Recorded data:
------------
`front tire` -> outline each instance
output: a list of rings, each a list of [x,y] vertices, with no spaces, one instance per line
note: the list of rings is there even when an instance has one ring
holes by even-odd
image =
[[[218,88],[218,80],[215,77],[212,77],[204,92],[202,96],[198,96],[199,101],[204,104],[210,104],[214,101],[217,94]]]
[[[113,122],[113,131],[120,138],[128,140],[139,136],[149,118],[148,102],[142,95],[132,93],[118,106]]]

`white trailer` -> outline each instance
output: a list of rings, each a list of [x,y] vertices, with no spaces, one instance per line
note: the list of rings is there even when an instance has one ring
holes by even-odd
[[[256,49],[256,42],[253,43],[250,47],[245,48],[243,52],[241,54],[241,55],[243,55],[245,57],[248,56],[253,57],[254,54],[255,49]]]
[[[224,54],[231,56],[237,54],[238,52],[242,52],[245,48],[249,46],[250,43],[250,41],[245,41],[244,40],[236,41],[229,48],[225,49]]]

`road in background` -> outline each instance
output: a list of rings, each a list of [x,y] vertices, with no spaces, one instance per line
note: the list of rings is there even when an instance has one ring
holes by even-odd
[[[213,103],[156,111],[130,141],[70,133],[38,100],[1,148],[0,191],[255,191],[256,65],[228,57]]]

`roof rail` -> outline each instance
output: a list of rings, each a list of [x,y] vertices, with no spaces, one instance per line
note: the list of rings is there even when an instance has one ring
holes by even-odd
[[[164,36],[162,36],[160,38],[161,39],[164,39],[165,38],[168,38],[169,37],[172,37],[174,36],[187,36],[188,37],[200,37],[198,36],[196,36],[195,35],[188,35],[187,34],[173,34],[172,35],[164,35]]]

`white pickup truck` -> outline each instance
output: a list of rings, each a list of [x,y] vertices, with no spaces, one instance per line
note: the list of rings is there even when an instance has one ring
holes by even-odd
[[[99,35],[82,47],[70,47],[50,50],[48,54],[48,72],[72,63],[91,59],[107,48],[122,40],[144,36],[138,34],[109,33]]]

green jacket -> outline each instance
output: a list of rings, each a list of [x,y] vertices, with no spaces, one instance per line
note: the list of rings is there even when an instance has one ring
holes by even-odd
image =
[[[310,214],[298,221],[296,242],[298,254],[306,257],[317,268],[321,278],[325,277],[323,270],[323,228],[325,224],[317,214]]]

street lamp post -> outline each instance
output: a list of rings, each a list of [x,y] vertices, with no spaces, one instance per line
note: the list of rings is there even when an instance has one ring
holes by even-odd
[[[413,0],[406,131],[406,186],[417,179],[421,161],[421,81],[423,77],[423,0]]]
------------
Rewrite the lines from the one containing "street lamp post -> outline each instance" through the end of the records, putting "nonzero" in place of "even-odd" and keeping everything else the same.

Output of the exercise:
street lamp post -> outline each instance
output: a list of rings, each a list of [x,y] vertices, with no spaces, one instance per line
note: the list of rings is there even when an instance has one ring
holes by nonzero
[[[413,0],[406,131],[406,186],[417,179],[421,161],[421,81],[423,77],[423,0]]]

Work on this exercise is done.